Detection annotation records ▸
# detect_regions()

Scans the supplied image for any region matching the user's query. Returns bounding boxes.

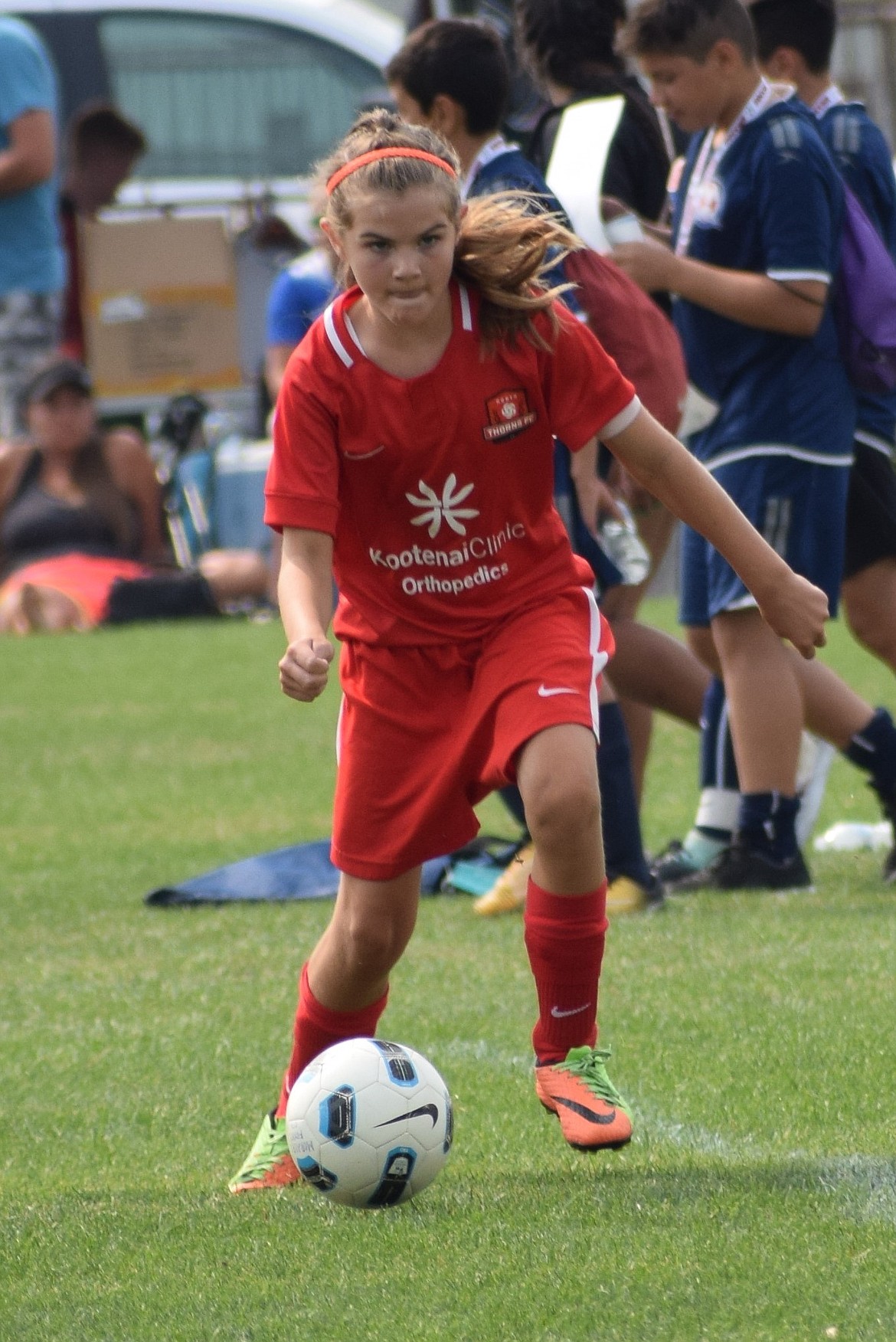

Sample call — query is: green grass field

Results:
[0,603,896,1342]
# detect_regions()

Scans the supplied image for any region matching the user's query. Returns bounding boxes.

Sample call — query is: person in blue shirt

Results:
[643,0,896,890]
[750,0,896,682]
[264,227,337,403]
[386,19,692,915]
[614,0,896,890]
[0,15,66,437]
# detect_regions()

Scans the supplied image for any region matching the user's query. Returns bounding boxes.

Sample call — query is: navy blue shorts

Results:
[844,440,896,578]
[679,453,849,627]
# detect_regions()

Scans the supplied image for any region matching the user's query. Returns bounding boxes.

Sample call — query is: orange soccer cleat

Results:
[535,1047,632,1151]
[227,1110,302,1193]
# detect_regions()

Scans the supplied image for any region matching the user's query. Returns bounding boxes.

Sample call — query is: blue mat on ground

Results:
[145,839,451,907]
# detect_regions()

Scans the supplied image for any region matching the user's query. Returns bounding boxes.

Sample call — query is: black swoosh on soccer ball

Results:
[377,1105,439,1128]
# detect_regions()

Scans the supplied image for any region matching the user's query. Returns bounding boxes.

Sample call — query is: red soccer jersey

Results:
[266,282,639,646]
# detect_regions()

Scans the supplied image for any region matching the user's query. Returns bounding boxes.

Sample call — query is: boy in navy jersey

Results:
[385,19,703,915]
[750,0,896,703]
[656,0,896,889]
[616,0,896,889]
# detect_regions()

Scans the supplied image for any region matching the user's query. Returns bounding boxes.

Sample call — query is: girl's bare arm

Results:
[278,528,334,703]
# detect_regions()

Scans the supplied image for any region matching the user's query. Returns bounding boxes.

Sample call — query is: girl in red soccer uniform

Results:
[230,113,826,1192]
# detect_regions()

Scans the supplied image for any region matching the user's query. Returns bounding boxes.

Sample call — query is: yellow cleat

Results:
[473,843,535,918]
[607,876,665,914]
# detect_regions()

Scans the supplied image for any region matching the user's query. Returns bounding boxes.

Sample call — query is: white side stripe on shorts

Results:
[582,588,610,741]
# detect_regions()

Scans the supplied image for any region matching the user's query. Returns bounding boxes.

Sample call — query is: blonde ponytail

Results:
[316,110,582,350]
[455,191,582,349]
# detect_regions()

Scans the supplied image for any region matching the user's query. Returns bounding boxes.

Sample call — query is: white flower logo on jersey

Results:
[405,471,479,537]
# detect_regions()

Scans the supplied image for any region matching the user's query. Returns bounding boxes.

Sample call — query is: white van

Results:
[15,0,402,430]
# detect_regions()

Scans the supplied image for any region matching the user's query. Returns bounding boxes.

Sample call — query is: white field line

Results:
[439,1039,896,1226]
[633,1105,896,1226]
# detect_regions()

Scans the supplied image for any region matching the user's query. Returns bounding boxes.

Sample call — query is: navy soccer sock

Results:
[737,792,800,862]
[844,709,896,797]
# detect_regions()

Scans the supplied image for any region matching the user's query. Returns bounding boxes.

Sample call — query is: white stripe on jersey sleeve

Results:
[597,396,644,437]
[323,298,354,368]
[457,280,473,332]
[766,270,830,284]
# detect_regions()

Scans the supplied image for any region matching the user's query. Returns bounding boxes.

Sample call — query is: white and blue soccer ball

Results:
[286,1039,453,1206]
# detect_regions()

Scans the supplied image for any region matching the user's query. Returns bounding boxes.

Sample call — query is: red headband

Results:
[327,149,457,196]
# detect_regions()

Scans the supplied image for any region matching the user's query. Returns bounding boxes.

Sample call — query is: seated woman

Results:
[0,358,273,633]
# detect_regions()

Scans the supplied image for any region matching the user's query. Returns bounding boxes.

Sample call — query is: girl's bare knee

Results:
[526,778,601,849]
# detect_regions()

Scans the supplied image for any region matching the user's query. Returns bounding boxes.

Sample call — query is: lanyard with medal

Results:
[675,79,793,257]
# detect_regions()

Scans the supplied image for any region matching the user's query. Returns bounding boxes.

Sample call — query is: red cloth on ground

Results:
[0,555,153,628]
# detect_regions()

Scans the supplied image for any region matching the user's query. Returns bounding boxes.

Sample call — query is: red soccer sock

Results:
[525,879,607,1063]
[275,965,389,1118]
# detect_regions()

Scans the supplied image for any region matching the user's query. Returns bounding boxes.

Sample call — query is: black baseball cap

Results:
[21,358,94,405]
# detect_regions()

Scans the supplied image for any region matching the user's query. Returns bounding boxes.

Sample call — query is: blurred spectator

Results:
[0,15,64,437]
[264,198,338,404]
[59,102,146,360]
[515,0,675,220]
[0,358,271,633]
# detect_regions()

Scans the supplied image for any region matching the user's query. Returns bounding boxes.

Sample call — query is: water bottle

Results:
[598,499,650,587]
[813,820,893,853]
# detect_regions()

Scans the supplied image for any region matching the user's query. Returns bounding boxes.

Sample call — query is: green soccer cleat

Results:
[227,1110,302,1193]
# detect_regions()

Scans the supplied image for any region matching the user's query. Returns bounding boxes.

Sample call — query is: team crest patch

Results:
[483,388,538,443]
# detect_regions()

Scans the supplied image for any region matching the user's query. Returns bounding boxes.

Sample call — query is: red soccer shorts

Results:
[332,588,613,880]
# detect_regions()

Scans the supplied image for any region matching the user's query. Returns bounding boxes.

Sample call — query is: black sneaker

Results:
[868,781,896,885]
[705,839,812,890]
[650,830,727,894]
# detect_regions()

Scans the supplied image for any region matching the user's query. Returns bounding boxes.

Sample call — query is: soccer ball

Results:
[286,1039,453,1206]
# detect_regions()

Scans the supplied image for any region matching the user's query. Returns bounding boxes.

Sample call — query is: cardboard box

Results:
[80,218,241,398]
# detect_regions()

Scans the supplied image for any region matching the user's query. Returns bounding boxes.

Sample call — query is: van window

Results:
[100,12,382,178]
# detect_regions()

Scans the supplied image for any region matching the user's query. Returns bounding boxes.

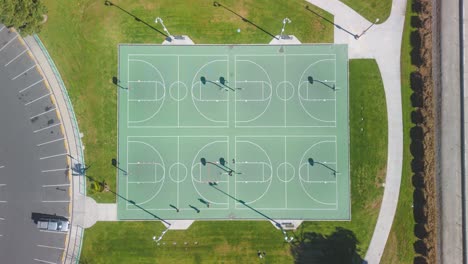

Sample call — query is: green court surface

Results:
[117,45,351,220]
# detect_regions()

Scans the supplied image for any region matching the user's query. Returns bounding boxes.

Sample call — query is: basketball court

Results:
[118,44,351,220]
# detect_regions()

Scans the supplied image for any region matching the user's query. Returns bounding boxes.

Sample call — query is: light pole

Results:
[153,224,171,243]
[154,17,174,40]
[356,18,380,39]
[280,17,291,38]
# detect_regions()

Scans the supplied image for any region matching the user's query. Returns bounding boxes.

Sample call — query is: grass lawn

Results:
[81,60,387,264]
[340,0,392,23]
[39,0,333,203]
[382,0,417,264]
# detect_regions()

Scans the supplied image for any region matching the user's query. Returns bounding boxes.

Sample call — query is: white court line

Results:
[19,78,44,93]
[34,259,57,264]
[39,153,68,160]
[37,245,65,250]
[11,64,36,81]
[41,168,69,172]
[37,138,65,147]
[42,183,70,187]
[24,93,52,105]
[5,49,28,67]
[0,34,18,51]
[33,123,62,133]
[31,108,56,119]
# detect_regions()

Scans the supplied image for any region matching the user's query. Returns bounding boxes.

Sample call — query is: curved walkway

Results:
[308,0,406,263]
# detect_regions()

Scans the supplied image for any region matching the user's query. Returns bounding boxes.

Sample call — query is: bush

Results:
[0,0,47,36]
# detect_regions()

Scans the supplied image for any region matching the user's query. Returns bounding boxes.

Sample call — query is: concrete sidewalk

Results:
[308,0,406,263]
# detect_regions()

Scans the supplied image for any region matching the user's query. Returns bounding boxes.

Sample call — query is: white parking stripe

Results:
[42,183,70,187]
[37,245,65,250]
[39,230,68,235]
[5,49,28,67]
[11,64,36,81]
[39,153,68,160]
[19,78,44,93]
[37,138,65,147]
[0,34,18,51]
[34,259,57,264]
[24,93,52,105]
[31,107,56,119]
[33,123,62,133]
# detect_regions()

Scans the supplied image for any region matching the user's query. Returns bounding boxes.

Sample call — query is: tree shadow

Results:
[290,227,363,264]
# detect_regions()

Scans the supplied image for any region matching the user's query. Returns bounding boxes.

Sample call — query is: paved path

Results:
[308,0,406,263]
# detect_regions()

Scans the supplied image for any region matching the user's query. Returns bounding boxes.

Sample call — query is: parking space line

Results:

THE PROBLEM ▸
Rewrite the rows from the start through the line containing "[230,113,826,1192]", swapping "Sample call" for "Example call" and leaving everything else unchanged. Omit the pictures.

EXERCISE RESULT ▸
# detect_regions()

Scans the supplied image for any region matching the user's query. Returns bounding boxes.


Example call — query is: green grass field

Results:
[0,603,896,1342]
# detect_regions()

Scans the supplied image for any region matching the user's query. Returns bounding boxes.

Example call — query is: person in blue shirt

Results:
[643,0,896,890]
[750,0,896,682]
[264,227,337,403]
[386,19,692,915]
[614,0,896,890]
[0,15,66,437]
# detect_regions()

Scans the supplied image for any region matching the user's query. Returns bounding boxes.

Example call — query is: navy blue shorts

Results:
[844,440,896,578]
[679,453,849,627]
# detect_regions()

Scans the supplied image for any region matching the user's query. Returns bounding boxes.

Example call — query is: orange soccer cleat

Results:
[535,1047,632,1151]
[227,1110,302,1193]
# detect_regions()

Scans the supplied image for any region matching the user's query. Returns bounding boxes.

Example call — query is: blue mat on ground

Results:
[145,839,451,907]
# detect_regions()

Scans the supplied image for any region matching the user's query. Returns bounding boxes.

Example call — query is: black swoosh on soccer ball

Results:
[377,1105,439,1128]
# detect_regions()

Scans the supplied image for any region matching the user's query. Returns bounding boxes.

Example call — query is: red soccer jersey

Results:
[266,282,639,646]
# detect_regions()

Scans the supplied image for any region matching the user's query. Returns bounding boxes.

Example call — query is: boy in navy jersey

Results:
[385,19,703,915]
[750,0,896,703]
[656,0,896,889]
[616,0,896,889]
# detect_regions()

Scans the supplied image for any region matching the user's query. Returns bounding boxes.

Example call — query is: girl's bare arm

Results:
[278,528,334,703]
# detect_regions()

Scans the supplied image for any region matching the user's query. Returns bounding boxes.

Example call — query is: girl in red soccer uniform

Results:
[230,113,826,1192]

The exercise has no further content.